PASSAGE FOR REVIEW START

The Impact of Jesus on the Early Church
When the first Christians, as they reflected on their experience in the early days of the Church, began to consider the question of who Jesus was, it was not just his teaching that impressed them, or the quality of his life, or his miracles, or even the fact that he had died as a martyr, the victim of a conspiracy between the Jewish religious authorities and the occupying Roman power. What was central to all early Christian accounts of the significance of Jesus was the fact that he had been raised from death by God on the third day after his crucifixion.
'But God raised him up', says Peter in Acts 2.24 after summarizing Jesus' life in terms of his miracles and crucifixion, 'having freed him from death, because it was impossible for him to be held in its power' (NRSV). Without the resurrection, there would be no significant story of Jesus to tell - no Christian movement and no question of Jesus for us to consider nearly two thousand years later. Whatever we believe the concept of resurrection actually means - whether physical resurrection is possible, and, if so, what actually happened when Jesus was raised and his tomb (according to the Gospel accounts) found empty - it is a fact that it was the earliest Christians' experience of Jesus as risen, a living and present figure, which launched the Christian Church.
However, belief in Jesus' resurrection alone would not entail belief in his divine status. To explain why Christians came to believe that Jesus was God as well as human, we need to look at other factors.
As Christianity grew, it rapidly expanded beyond its original geographical context in Jewish Palestine and into the Greco-Roman world - the area, particularly around the Eastern Mediterranean, which was dominated by a Greek-speaking literary, artistic, and intellectual culture (the latter expressed through a long tradition of writings in philosophy, history, medicine, and science). Many converts to Christianity looked at Jesus through the lens of Greco-Roman culture, and they would have applied to Jesus some of the cultural concepts with which they were familiar for expressing religious devotion or ideas.

PASSAGE FOR REVIEW END
RECORD EXCERPTS START

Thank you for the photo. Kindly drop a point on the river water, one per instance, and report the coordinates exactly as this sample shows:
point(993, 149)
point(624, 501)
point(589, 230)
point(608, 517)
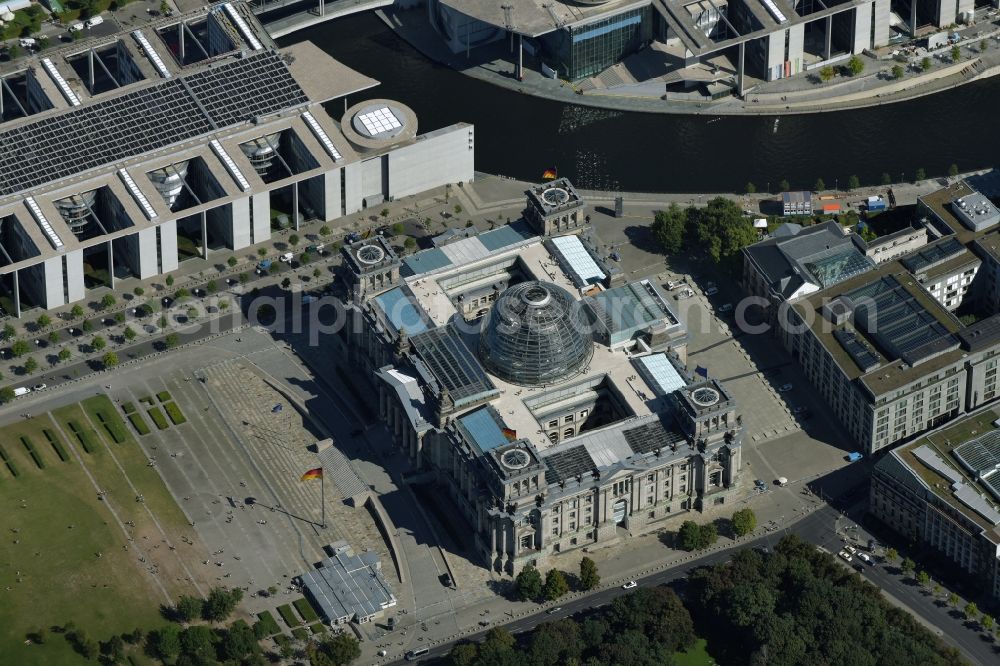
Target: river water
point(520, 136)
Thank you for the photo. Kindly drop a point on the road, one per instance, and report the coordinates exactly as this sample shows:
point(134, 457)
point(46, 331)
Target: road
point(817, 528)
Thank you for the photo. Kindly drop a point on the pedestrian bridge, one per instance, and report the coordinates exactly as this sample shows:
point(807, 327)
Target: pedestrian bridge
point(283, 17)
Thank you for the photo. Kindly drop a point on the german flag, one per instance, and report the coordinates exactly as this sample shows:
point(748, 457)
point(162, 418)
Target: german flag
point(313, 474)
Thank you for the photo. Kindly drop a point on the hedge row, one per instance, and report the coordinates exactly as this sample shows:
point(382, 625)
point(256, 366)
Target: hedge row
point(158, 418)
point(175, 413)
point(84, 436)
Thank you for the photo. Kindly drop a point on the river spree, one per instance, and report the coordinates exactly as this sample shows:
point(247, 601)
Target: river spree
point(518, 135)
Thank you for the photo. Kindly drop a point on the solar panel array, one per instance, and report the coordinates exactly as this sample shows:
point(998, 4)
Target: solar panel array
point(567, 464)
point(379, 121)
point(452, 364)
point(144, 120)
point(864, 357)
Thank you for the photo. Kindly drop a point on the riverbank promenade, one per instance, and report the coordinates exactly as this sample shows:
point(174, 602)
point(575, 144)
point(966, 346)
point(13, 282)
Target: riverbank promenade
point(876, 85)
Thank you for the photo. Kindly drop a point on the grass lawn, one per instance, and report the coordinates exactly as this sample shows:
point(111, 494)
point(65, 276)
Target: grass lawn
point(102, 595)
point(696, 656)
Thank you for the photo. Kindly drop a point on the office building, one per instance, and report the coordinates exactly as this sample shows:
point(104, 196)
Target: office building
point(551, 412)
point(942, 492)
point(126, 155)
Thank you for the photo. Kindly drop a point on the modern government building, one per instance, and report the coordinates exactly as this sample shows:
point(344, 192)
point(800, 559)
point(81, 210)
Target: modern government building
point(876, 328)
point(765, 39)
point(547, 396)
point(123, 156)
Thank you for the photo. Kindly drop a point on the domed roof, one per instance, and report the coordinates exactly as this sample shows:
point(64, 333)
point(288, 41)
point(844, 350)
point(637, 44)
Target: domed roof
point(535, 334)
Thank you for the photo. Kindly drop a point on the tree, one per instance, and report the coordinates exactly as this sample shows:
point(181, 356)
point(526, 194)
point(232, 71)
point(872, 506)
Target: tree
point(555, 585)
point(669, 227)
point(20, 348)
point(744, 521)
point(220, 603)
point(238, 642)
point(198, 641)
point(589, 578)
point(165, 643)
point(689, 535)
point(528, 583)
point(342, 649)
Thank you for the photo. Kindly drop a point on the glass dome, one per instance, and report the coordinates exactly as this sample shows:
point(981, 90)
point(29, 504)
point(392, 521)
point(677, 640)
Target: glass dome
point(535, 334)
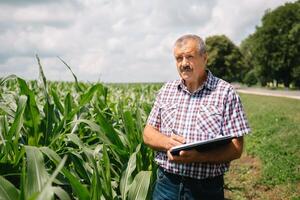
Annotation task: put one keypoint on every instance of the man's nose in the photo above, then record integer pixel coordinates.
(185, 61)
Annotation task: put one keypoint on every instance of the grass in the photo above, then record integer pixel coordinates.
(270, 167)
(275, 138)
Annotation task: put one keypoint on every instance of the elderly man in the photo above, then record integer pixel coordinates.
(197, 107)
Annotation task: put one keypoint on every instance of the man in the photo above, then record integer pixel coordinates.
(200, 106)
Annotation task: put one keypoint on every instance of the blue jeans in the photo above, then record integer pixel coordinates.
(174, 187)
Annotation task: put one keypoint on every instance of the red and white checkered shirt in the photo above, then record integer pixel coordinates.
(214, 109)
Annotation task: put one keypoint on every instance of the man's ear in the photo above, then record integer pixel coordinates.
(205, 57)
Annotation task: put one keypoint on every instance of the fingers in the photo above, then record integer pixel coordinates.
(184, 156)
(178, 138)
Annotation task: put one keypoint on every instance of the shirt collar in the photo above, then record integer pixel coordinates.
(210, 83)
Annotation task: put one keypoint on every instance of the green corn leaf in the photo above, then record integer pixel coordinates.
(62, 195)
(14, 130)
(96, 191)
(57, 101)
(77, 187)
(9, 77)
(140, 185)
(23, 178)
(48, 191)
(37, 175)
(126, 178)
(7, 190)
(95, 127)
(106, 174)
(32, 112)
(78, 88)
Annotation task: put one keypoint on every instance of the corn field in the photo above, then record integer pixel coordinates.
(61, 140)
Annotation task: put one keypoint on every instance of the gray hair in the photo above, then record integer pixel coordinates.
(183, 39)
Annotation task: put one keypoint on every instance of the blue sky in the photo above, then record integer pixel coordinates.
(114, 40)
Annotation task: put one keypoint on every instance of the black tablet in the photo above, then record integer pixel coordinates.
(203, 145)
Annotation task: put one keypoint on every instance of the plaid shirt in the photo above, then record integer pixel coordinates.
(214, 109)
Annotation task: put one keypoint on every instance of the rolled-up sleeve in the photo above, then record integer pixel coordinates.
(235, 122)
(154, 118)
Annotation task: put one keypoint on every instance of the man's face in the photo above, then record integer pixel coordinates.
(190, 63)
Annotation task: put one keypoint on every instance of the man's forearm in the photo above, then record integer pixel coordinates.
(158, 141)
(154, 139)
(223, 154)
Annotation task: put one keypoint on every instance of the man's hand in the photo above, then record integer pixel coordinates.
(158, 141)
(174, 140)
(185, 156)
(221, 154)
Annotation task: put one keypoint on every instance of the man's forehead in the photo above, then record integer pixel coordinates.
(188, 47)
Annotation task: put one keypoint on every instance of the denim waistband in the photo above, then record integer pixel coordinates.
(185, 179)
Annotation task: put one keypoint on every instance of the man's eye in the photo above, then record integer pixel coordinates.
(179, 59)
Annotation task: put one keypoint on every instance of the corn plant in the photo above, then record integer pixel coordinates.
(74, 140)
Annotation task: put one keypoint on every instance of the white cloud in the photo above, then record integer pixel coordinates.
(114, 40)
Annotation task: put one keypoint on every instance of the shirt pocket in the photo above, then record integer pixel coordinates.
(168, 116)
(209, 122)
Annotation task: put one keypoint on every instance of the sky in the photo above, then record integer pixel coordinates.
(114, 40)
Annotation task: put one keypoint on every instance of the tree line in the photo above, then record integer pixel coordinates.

RECORD EXCERPTS END

## APPLY WHAT YOU READ
a – According to the passage on Jesus and the early Church, in which fields did Greek-speaking intellectual culture produce its long tradition of writings? List every field it names.
b – Carry on the passage on Jesus and the early Church from its final sentence, keeping its textbook voice.
None of this data is needed for the work on the passage about Jesus and the early Church.

## RESPONSES BY TASK
a – philosophy, history, medicine, science

b –
The Divine Man or Saviour
One of these concepts was the 'divine man' or 'saviour', who comes from heaven to offer to people on earth some form of salvation or rescue from earthly and temporal life. Interpretation of Jesus as a divine man would make it easier to see him not only as a moral and spiritual teacher and martyr whose resurrection marked his approval by God but as someone who even during his earthly life had been a heavenly, supernatural figure.
New Testament scholars disagree about the extent to which the figure of Jesus, as we read about his life in the Gospels, was modelled on the myth of a divine man or saviour from heaven, and whether this affects in any way the truth of the claims made by Christians for Jesus' uniqueness as the source of revelation from God. It is not clear, indeed, to what extent the myth of the divine man was ever applied to a historical figure apart from Jesus. (The best candidate is the first- or second-century pagan miracle worker Apollonius of Tyana, whose biography by Philostratus seems to portray him deliberately as a pagan rival to Jesus.)